DOCUMENT SEGMENT —
************
Checking status of pods matching '--selector=heketi=pod':
heketi-7495cdc5fd-k8wpg   1/1   Running   0     8s
OK
Determining heketi service URL ... Flag --show-all has been deprecated, will be removed in an upcoming release
OK

heketi is now running and accessible via http://10.244.6.6:8080 . To run
administrative commands you can install 'heketi-cli' and use it as follows:

  # heketi-cli -s http://10.244.6.6:8080 --user admin --secret '<ADMIN_KEY>' cluster list

You can find it at https://github.com/heketi/heketi/releases . Alternatively,
use it from within the heketi pod:

  # /usr/bin/kubectl -n glusterfs exec -i heketi-7495cdc5fd-k8wpg -- heketi-cli -s http://localhost:8080 --user admin --secret '<ADMIN_KEY>' cluster list

For dynamic provisioning, create a StorageClass similar to this:

---
apiVersion: storage.k8s.io/v1beta1
kind: StorageClass
metadata:
  name: glusterfs-storage
provisioner: kubernetes.io/glusterfs
parameters:
  resturl: "http://10.244.6.6:8080"

Deployment complete!

Everything looks ok. All the pods showed as RUNNING 1/1.

After this, I rebooted one node (the first that was created by the gk-deploy script). I rebooted doing sudo reboot on the VM that hosts the node (maybe that's too forceful?). After VM booted up again and the kubernetes node got reconnected, the Liveness probe started to fail and glusterd.service was indeed down inside the pod.
************
WHAT YOU ARE ASKED TO DO — In the heketi deployment output, what name is given to the sample StorageClass?

INFORMATION GIVEN —
************
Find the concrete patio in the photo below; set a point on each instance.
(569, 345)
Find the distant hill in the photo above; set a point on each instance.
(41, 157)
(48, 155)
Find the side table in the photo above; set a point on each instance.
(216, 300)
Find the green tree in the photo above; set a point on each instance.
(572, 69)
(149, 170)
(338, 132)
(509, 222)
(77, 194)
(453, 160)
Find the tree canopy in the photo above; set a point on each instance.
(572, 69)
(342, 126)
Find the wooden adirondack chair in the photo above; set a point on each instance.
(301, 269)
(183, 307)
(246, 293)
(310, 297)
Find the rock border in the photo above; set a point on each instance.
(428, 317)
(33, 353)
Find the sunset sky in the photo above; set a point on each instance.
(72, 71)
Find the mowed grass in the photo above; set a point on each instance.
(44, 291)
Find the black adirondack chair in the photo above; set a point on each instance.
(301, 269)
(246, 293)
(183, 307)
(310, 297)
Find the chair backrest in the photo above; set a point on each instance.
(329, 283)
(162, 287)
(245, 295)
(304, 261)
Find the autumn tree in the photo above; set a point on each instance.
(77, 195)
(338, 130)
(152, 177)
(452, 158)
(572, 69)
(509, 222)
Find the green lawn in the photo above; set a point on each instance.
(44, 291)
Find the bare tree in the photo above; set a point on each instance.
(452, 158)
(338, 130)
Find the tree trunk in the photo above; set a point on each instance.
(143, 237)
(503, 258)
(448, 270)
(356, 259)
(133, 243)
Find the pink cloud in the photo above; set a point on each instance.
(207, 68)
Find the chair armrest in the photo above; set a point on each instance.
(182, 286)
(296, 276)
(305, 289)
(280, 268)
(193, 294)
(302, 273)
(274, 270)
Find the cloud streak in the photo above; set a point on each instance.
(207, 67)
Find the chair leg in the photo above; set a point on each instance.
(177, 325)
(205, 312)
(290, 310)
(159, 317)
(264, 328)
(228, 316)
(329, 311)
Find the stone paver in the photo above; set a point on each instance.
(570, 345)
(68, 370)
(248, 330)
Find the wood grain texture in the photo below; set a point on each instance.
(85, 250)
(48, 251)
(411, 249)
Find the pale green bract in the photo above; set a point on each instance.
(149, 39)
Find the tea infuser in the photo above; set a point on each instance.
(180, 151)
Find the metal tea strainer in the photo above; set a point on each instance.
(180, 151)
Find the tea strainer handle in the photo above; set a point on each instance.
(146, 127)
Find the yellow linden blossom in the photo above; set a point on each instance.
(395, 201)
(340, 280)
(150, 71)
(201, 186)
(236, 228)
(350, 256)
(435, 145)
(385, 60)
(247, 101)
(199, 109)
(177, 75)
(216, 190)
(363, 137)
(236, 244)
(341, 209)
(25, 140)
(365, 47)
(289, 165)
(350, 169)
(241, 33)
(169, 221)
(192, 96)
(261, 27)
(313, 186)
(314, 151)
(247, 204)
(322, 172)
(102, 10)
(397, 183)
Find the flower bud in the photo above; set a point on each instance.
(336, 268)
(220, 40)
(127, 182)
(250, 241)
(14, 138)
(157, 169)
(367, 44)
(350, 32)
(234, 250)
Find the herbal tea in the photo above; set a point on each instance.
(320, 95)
************
THE COMPLETED TASK — glusterfs-storage